Write the next part of the passage below on porting code to GPUs, picking up right after its final sentence.

Reading passage START

Things not allowed on the GPU
There are a few limitations on what can be called from inside a kernel :
-MPI_ABORT is not allowed, because it is not thread safe. You should call it after the kernel in a CPU region.
-breaks and exceptions are not possible either.
-Input/output operations (cout, printf, WRITE in Fortran etc…) cannot be performed inside a GPU kernel.
Since most codes rely on one of those things to handle errors at runtime, those needs to be changed without affecting the performance.
We advice to add a (shared) error variable : a single integer set to 0. Inside the kernel, if something went wrong, instead of calling an error handling function (which will try to write a message), change this integer to 1 (with an atomic directive). Then check the integer after the end of the kernel and call the error handling function.
“Bad for a GPU” ? :
One may have heard that branching (if...then...else or select...cases) and “small” loops are “bad” on the GPU. While this is technically true, it doesn’t mean that a loop with branches or a “small” loop should not be ported.
Regarding “small” loops, “small” is actually extremely small and even loops other boundary cells are long enough to be (a lot) faster on a GPU. While this doesn’t always mean that the GPU is used efficiently, it will be a lot easier to port every loops (with a range that depends on the problem sizes) to the GPU, than to try to guess what will be optimal on Hunter.
Branching is less tricky : a GPU executes every instructions in all the branches of an IF/SELECT construct, using masks to only perform the operations on the threads for which the condition is TRUE. This means that it will take a lot more time than a CPU to treat 1 element, depending on the number of possible cases, hence the “bad for GPUs”. However, lets not forget that an MI300A can treat ~500k elements in parallel at the same time, while a CPU can treat...1. So if the branch construct is so complex that it has thousands of cases, then maybe the question needs to be considered, but in all the other cases, even with ~100 cases, the GPU is going to be faster, because it can treat many elements at the same time compared to a CPU.

Reading passage END
Extracted data START

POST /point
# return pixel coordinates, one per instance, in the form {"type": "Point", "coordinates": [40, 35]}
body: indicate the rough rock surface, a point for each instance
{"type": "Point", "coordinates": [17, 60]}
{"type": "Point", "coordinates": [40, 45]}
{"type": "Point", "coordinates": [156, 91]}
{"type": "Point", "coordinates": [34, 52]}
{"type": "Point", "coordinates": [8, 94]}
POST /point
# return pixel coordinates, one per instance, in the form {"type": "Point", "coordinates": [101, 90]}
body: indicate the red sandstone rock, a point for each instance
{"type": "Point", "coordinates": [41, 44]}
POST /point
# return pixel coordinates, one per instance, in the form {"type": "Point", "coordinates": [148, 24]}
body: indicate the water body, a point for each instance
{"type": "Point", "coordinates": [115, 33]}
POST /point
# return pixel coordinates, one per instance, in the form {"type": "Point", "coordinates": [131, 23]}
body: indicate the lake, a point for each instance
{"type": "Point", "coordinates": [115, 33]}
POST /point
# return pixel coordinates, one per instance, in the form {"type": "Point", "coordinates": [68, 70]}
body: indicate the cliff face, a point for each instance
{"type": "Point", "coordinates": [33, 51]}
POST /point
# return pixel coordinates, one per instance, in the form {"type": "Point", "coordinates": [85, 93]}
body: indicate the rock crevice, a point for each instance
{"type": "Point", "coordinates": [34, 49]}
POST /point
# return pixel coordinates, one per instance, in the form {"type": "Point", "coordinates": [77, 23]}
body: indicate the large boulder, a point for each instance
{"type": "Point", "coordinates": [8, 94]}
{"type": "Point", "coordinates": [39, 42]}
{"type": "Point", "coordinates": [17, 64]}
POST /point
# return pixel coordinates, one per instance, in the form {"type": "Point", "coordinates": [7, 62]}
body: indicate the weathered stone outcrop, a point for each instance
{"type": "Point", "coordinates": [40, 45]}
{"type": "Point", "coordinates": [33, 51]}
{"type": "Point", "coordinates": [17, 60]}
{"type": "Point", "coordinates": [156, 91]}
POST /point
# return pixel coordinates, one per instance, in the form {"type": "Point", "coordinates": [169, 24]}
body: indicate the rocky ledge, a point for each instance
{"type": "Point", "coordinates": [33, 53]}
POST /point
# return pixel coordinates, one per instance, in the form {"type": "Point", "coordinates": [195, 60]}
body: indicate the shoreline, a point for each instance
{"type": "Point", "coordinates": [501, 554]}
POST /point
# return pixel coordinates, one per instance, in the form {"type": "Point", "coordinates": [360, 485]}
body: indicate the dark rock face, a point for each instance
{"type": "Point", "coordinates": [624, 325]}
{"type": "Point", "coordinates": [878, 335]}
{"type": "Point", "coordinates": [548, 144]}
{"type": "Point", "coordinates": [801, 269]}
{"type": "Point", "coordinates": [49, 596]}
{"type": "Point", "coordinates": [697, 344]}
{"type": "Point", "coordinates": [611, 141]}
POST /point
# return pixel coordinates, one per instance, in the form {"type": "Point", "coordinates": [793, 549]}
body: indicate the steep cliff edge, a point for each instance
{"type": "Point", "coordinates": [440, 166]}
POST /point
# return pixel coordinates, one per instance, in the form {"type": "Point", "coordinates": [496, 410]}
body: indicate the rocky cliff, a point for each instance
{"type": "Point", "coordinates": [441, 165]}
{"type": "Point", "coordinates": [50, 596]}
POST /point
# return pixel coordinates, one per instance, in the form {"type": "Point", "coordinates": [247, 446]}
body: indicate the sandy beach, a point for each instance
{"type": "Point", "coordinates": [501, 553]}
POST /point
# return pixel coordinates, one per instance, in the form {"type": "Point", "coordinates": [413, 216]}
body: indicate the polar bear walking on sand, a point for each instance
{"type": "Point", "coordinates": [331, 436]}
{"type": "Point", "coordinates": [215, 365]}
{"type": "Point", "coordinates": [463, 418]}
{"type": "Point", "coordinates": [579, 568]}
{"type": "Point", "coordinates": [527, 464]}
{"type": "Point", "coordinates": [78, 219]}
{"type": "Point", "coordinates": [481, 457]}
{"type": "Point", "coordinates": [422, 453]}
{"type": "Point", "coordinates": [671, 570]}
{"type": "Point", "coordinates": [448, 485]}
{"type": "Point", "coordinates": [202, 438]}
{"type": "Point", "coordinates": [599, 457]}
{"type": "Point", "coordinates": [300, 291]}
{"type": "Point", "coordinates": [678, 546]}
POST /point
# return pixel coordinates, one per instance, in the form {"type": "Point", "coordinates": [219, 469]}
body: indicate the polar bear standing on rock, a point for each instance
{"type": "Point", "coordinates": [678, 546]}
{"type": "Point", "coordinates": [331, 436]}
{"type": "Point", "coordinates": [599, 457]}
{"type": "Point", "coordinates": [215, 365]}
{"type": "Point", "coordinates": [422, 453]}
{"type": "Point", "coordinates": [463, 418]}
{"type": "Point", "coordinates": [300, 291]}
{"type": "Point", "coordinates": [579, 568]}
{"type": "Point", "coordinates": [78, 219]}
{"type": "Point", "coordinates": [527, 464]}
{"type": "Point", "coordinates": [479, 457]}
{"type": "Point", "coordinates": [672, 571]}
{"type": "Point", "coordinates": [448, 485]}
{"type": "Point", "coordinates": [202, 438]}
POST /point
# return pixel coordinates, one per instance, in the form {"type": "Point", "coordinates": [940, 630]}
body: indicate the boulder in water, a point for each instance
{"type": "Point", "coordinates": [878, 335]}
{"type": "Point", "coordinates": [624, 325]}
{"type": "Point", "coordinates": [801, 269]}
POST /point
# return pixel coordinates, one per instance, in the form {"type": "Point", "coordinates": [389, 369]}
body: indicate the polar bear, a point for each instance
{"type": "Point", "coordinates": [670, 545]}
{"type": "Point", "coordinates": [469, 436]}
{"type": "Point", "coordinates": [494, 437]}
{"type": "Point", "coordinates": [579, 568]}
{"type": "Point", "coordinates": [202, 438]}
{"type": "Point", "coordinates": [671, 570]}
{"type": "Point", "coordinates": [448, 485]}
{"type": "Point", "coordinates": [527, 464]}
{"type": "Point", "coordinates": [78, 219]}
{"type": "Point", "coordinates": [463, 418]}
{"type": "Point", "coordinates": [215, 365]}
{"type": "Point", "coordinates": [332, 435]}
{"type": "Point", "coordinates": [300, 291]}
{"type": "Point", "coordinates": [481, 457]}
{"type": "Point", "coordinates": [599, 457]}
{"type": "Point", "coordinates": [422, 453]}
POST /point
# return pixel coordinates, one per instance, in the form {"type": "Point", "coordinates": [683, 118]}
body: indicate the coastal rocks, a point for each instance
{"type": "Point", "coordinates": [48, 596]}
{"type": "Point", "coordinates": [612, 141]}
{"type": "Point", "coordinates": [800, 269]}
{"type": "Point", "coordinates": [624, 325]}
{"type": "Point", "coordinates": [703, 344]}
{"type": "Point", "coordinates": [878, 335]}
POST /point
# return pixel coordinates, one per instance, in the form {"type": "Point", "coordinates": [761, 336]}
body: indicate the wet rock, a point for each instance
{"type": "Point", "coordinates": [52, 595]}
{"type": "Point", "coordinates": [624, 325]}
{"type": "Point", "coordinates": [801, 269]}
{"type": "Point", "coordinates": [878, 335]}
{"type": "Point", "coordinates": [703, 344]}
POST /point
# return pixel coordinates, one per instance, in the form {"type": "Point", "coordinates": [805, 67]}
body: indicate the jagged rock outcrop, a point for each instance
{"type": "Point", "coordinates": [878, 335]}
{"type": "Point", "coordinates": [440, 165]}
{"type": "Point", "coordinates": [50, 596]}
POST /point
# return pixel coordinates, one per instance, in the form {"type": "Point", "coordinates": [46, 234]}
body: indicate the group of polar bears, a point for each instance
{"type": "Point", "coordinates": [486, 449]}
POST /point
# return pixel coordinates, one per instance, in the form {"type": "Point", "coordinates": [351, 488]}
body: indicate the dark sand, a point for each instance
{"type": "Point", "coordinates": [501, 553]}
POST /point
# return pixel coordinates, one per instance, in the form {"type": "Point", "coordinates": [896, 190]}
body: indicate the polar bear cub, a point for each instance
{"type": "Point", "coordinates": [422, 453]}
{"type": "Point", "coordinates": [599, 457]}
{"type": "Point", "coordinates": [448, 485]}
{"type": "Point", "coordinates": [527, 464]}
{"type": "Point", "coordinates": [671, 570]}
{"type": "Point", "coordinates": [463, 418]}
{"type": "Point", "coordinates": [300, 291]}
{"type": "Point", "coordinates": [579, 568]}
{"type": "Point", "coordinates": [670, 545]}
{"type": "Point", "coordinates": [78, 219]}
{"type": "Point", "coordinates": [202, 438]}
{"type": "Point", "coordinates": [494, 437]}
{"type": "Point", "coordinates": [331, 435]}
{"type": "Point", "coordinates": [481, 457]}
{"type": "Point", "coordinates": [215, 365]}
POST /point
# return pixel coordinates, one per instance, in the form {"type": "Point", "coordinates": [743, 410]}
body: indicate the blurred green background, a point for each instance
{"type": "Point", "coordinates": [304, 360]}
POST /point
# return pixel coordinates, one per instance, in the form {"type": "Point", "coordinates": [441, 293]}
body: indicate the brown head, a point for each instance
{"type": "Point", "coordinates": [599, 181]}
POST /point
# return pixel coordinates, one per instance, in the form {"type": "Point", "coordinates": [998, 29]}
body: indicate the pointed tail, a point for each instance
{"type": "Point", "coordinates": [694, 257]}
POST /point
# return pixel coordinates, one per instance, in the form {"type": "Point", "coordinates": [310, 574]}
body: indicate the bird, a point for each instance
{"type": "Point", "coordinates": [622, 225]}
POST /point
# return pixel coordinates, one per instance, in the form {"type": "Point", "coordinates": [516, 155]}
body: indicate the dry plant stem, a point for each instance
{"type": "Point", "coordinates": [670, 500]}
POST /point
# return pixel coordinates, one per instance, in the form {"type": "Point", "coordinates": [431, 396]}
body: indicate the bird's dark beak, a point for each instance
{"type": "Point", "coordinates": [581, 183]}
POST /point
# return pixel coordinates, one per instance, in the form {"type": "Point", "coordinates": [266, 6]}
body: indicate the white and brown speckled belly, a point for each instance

Extracted data END

> Task response:
Third Step : Running and testing
While Hunter is not yet available, one can still run the ported code on Hawk. Using the CPE environment, you can use the following module :
module load craype-accel-host
This module allows you to simulate GPU execution on a CPU, ensuring the ported code runs correctly, even if actual GPU hardware is unavailable. The kernels will run serially on the CPU.
On a perftools profile, you can check that kernels are indeed working by seeing some ACC_REGIONS in the functions called. You can also do a first validation of the results with this version. Note however that since the code is still run serially, things like data-race conditions or missing private clauses might not be visible on Hawk.
Preparing for Hunter Nodes
Each Hunter node will have 4 APUs and 24 CPUs. At first, we advise to use only one CPU as the “Host” of each APU. This means that there will be only 4 MPI ranks on an Hunter node. Each of those 4 MPI ranks will have access to more compute capabilities than multiples Hawk nodes, and 128 Gbit of memory available.
An application on Hunter should be adapted to run with fewer MPI ranks, but each rank will process more data (elements/cells) than on Hawk. It is the best way to get the best performances from the GPU, while fitting in the memory of the node.
Test-cases can already be tweaked to use less MPI ranks with bigger “subdomains”, remove “cashing” optimization (those does not exist with GPU) etc...
Having an idea of the memory footprint of your code will also be very useful.